◆ TASK DETAILS ◆
State how many of the lines below contain the string "positive", giving only the number.

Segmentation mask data
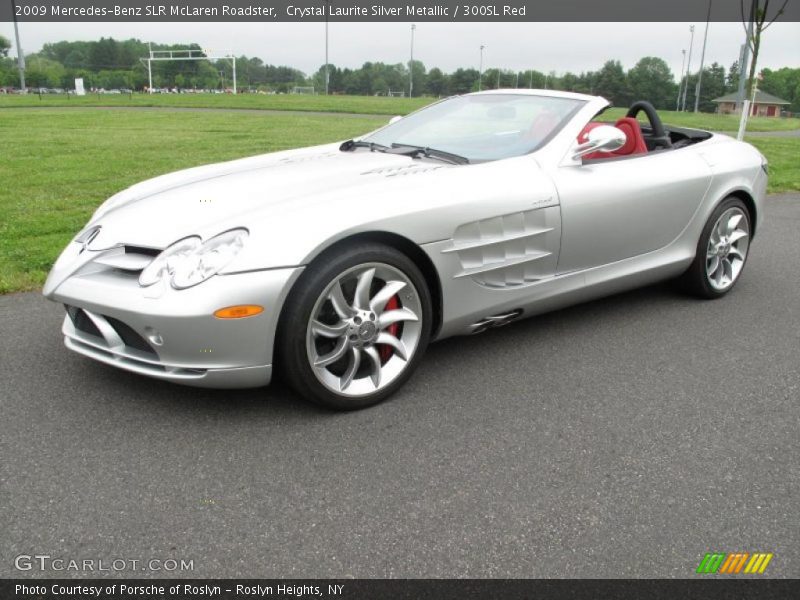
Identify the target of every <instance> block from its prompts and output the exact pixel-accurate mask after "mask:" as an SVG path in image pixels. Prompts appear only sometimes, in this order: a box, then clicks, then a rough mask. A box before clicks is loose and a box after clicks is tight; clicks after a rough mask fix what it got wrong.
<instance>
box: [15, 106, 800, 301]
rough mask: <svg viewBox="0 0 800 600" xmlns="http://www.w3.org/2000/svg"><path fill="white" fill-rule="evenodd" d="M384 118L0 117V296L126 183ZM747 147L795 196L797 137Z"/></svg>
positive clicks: (752, 141) (755, 142)
mask: <svg viewBox="0 0 800 600" xmlns="http://www.w3.org/2000/svg"><path fill="white" fill-rule="evenodd" d="M312 98H313V97H312ZM366 100H368V101H373V100H376V99H371V98H367V99H366ZM377 100H385V99H377ZM388 100H390V101H395V100H396V99H388ZM394 112H396V111H387V112H386V113H385V114H384V115H383V116H368V117H357V116H352V117H348V118H346V119H342V118H332V117H330V116H325V115H298V114H292V113H287V114H274V113H267V114H263V115H259V114H254V113H250V112H245V113H236V112H234V111H231V112H227V111H226V112H218V113H217V112H202V113H200V112H174V111H163V112H161V111H130V110H119V111H116V110H80V111H71V110H68V109H59V108H53V109H47V110H39V109H36V110H34V109H24V108H18V109H13V110H3V109H0V144H2V153H1V154H0V182H2V185H1V186H0V293H8V292H13V291H20V290H26V289H36V288H37V287H39V286H40V285H41V284H42V283H43V281H44V279H45V277H46V274H47V271H48V270H49V268H50V266H51V265H52V263H53V261H54V260H55V258H56V256H57V255H58V253H59V252H60V251H61V249H62V248H63V247H64V245H65V244H66V243H67V242H68V241H69V240H70V239H71V237H72V236H74V235H75V233H76V232H77V231H78V230H79V229H80V228H81V227H82V226H83V225H84V224H85V222H86V220H87V219H88V218H89V216H90V215H91V214H92V212H93V211H94V209H95V208H96V207H97V206H98V205H99V204H100V203H101V202H102V201H103V200H105V199H106V198H107V197H109V196H111V195H112V194H114V193H115V192H117V191H119V190H122V189H124V188H126V187H128V186H130V185H132V184H133V183H136V182H138V181H141V180H143V179H146V178H149V177H153V176H155V175H159V174H162V173H167V172H170V171H174V170H177V169H181V168H185V167H189V166H195V165H199V164H204V163H211V162H218V161H222V160H228V159H232V158H237V157H243V156H250V155H254V154H260V153H264V152H271V151H276V150H282V149H287V148H292V147H299V146H308V145H313V144H318V143H324V142H330V141H335V140H340V139H346V138H349V137H353V136H355V135H359V134H362V133H365V132H367V131H369V130H371V129H374V128H376V127H378V126H380V125H382V124H384V123H385V122H386V120H387V119H386V116H385V115H386V114H392V113H394ZM751 141H752V142H753V143H754V144H755V145H756V146H758V147H759V149H760V150H761V151H762V152H763V153H764V154H765V155H766V156H767V157H768V159H769V161H770V175H771V178H770V191H771V192H778V191H788V190H800V166H798V160H797V157H798V155H800V138H753V139H752V140H751Z"/></svg>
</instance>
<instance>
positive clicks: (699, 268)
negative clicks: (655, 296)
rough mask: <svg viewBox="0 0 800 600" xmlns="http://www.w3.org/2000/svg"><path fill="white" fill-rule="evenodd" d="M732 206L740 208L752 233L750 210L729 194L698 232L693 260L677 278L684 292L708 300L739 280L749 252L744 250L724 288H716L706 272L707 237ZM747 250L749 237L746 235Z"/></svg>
mask: <svg viewBox="0 0 800 600" xmlns="http://www.w3.org/2000/svg"><path fill="white" fill-rule="evenodd" d="M732 208H738V209H739V210H741V212H742V213H743V215H744V219H745V220H746V221H747V232H748V234H749V235H752V231H753V229H752V223H751V220H750V212H749V211H748V209H747V206H746V205H745V203H744V202H742V201H741V200H740V199H739V198H737V197H735V196H729V197H728V198H726V199H725V200H723V201H722V202H720V204H719V206H717V208H715V209H714V211H713V212H712V213H711V216H709V218H708V221H707V222H706V224H705V226H704V227H703V231H702V233H701V234H700V239H699V240H698V242H697V248H696V253H695V257H694V261H692V264H691V266H690V267H689V268H688V269H687V270H686V272H685V273H684V274H683V275H681V277H680V278H678V284H679V285H680V287H681V288H682V289H683V290H684V291H685V292H686V293H688V294H691V295H692V296H696V297H698V298H703V299H708V300H713V299H716V298H721V297H722V296H724V295H725V294H727V293H728V292H730V291H731V290H732V289H733V288H734V286H735V285H736V282H737V281H738V280H739V277H740V275H741V271H742V270H743V269H744V266H745V264H746V263H747V257H748V256H749V252H745V255H744V262H743V263H742V266H741V269H740V270H739V273H737V276H736V278H735V279H734V280H733V282H732V283H731V284H730V285H729V286H727V287H726V288H725V289H718V288H716V287H715V286H714V285H713V284H712V282H711V281H710V278H709V275H708V273H707V269H706V260H707V257H706V253H707V250H708V246H709V239H710V238H711V234H712V230H713V229H714V226H715V224H716V223H717V221H718V220H719V218H720V217H721V216H722V215H723V214H724V213H725V212H726V211H728V210H730V209H732ZM748 250H749V237H748Z"/></svg>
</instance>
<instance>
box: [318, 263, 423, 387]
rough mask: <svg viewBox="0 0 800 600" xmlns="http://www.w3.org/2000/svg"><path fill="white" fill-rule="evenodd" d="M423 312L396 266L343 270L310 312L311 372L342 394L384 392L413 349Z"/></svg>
mask: <svg viewBox="0 0 800 600" xmlns="http://www.w3.org/2000/svg"><path fill="white" fill-rule="evenodd" d="M422 314H423V313H422V302H421V299H420V296H419V292H418V291H417V289H416V288H415V287H414V284H413V283H412V282H411V280H410V279H409V278H408V277H407V276H406V275H405V274H404V273H403V272H402V271H401V270H399V269H397V268H396V267H393V266H391V265H388V264H385V263H366V264H362V265H358V266H356V267H353V268H351V269H348V270H346V271H345V272H343V273H341V274H340V275H338V276H337V277H335V278H334V279H333V281H331V282H330V283H329V284H328V285H327V286H326V287H325V289H324V290H323V292H322V293H321V294H320V296H319V298H318V299H317V301H316V303H315V305H314V308H313V309H312V311H311V318H310V319H309V322H308V327H307V331H306V350H307V354H308V360H309V362H310V365H311V368H312V370H313V372H314V374H315V375H316V377H317V379H318V380H319V381H320V382H321V383H322V384H323V385H324V386H325V387H326V388H328V389H329V390H330V391H332V392H334V393H336V394H339V395H342V396H365V395H369V394H373V393H375V392H377V391H379V390H382V389H384V388H385V387H386V386H388V385H389V384H391V382H392V381H394V380H395V379H396V378H397V377H398V376H399V375H400V374H401V373H402V372H403V371H404V370H405V369H406V368H407V366H408V364H409V362H410V361H411V358H412V357H413V355H414V353H415V352H416V351H417V348H418V347H419V341H420V337H421V334H422V323H421V319H422Z"/></svg>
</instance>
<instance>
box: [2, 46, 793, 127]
mask: <svg viewBox="0 0 800 600" xmlns="http://www.w3.org/2000/svg"><path fill="white" fill-rule="evenodd" d="M187 48H188V49H191V50H196V51H198V52H203V50H202V48H201V46H200V45H199V44H191V45H189V46H188V47H187V46H186V45H170V44H152V46H151V45H149V44H148V43H146V42H142V41H140V40H138V39H129V40H122V41H118V40H115V39H113V38H101V39H100V40H99V41H91V42H66V41H62V42H55V43H50V44H45V45H44V47H43V48H42V49H41V51H39V52H37V53H34V54H29V55H26V57H25V61H26V83H27V85H28V87H30V88H40V87H46V88H62V89H71V88H72V87H74V80H75V78H76V77H82V78H83V79H84V82H85V85H86V86H87V87H89V88H98V89H99V88H103V89H131V90H143V89H145V87H146V86H147V85H148V74H147V68H146V66H145V65H144V64H143V63H142V62H141V61H140V58H142V57H146V56H148V52H149V51H150V49H152V50H185V49H187ZM9 49H10V43H9V41H8V40H7V39H5V38H3V37H2V36H0V87H4V86H8V87H17V86H18V85H19V76H18V72H17V68H16V61H15V60H13V59H11V58H9V57H8V52H9ZM409 66H410V67H411V71H412V73H411V76H412V80H413V95H414V96H422V95H425V96H432V97H440V96H447V95H451V94H462V93H467V92H471V91H476V90H478V89H479V88H480V89H493V88H514V87H520V88H527V87H533V88H550V89H557V90H565V91H574V92H582V93H587V94H596V95H600V96H604V97H605V98H607V99H608V100H610V101H611V102H612V103H613V104H614V105H616V106H627V105H629V104H630V103H631V102H633V101H635V100H639V99H646V100H649V101H650V102H652V103H653V104H654V105H655V106H656V108H659V109H668V110H675V108H676V106H677V100H678V90H679V86H680V85H681V83H683V84H684V85H686V86H687V93H686V107H687V109H692V108H693V107H694V100H695V89H696V84H697V77H698V74H697V72H694V73H692V74H690V75H689V76H688V77H686V78H685V79H684V81H683V82H681V81H679V79H680V74H678V75H677V76H676V74H674V73H673V72H672V71H671V70H670V68H669V66H668V65H667V63H666V62H665V61H664V60H663V59H661V58H658V57H653V56H648V57H644V58H642V59H641V60H639V61H638V62H637V63H636V65H635V66H634V67H632V68H631V69H629V70H627V71H626V70H625V69H624V68H623V66H622V64H621V63H620V62H619V61H617V60H609V61H606V62H605V64H603V66H602V67H601V68H600V69H599V70H597V71H586V72H582V73H570V72H567V73H563V74H556V73H555V72H552V71H551V72H549V73H545V72H541V71H537V70H525V71H512V70H508V69H497V68H488V69H485V70H484V71H483V73H479V72H478V70H477V69H475V68H459V69H456V70H455V71H453V72H451V73H445V72H443V71H442V70H441V69H439V68H436V67H433V68H431V69H427V68H426V66H425V65H424V63H422V62H421V61H414V62H413V63H411V64H409V63H397V64H386V63H382V62H365V63H364V64H363V65H362V66H361V67H359V68H356V69H351V68H347V67H344V68H341V67H337V66H336V65H332V64H331V65H327V69H326V68H325V65H322V66H321V67H320V68H319V69H318V70H317V71H316V72H315V73H313V74H311V75H307V74H305V73H303V72H302V71H300V70H298V69H295V68H293V67H289V66H279V65H271V64H265V63H264V62H263V61H262V60H261V59H260V58H257V57H247V56H240V57H237V62H236V70H237V82H238V88H239V89H240V90H243V91H265V92H277V93H285V92H290V91H292V90H293V89H294V88H295V87H296V86H303V87H307V86H313V87H314V88H315V90H316V92H317V93H323V92H324V90H325V88H326V77H327V88H328V91H329V93H331V94H352V95H388V94H399V93H405V94H408V92H409ZM232 67H233V65H232V64H231V61H230V60H224V59H223V60H208V61H185V62H183V61H176V62H155V63H153V65H152V71H153V85H154V87H160V88H179V89H204V90H209V89H229V88H231V87H232V83H233V73H232ZM762 74H763V80H762V81H761V82H760V83H759V87H760V89H762V90H763V91H766V92H769V93H771V94H774V95H776V96H779V97H781V98H783V99H785V100H787V101H789V102H791V103H792V104H791V107H790V110H791V111H792V112H800V69H792V68H788V67H784V68H782V69H778V70H770V69H764V70H763V71H762ZM738 83H739V66H738V63H737V62H734V63H733V64H732V65H731V66H730V67H729V68H728V69H726V68H725V67H724V66H722V65H720V64H718V63H712V64H711V65H708V66H706V67H705V68H704V69H703V77H702V88H701V95H700V102H699V108H700V110H702V111H704V112H713V111H714V110H715V108H716V105H715V104H714V103H713V102H712V100H713V99H714V98H717V97H719V96H722V95H725V94H727V93H730V92H733V91H735V90H736V89H737V88H738Z"/></svg>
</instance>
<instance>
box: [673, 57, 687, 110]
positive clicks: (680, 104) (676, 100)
mask: <svg viewBox="0 0 800 600" xmlns="http://www.w3.org/2000/svg"><path fill="white" fill-rule="evenodd" d="M681 54H683V58H682V59H681V79H680V81H679V82H678V99H677V100H676V101H675V110H676V111H678V110H680V109H681V94H682V93H683V68H684V67H685V66H686V48H684V49H683V50H681Z"/></svg>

◆ RESULT ◆
3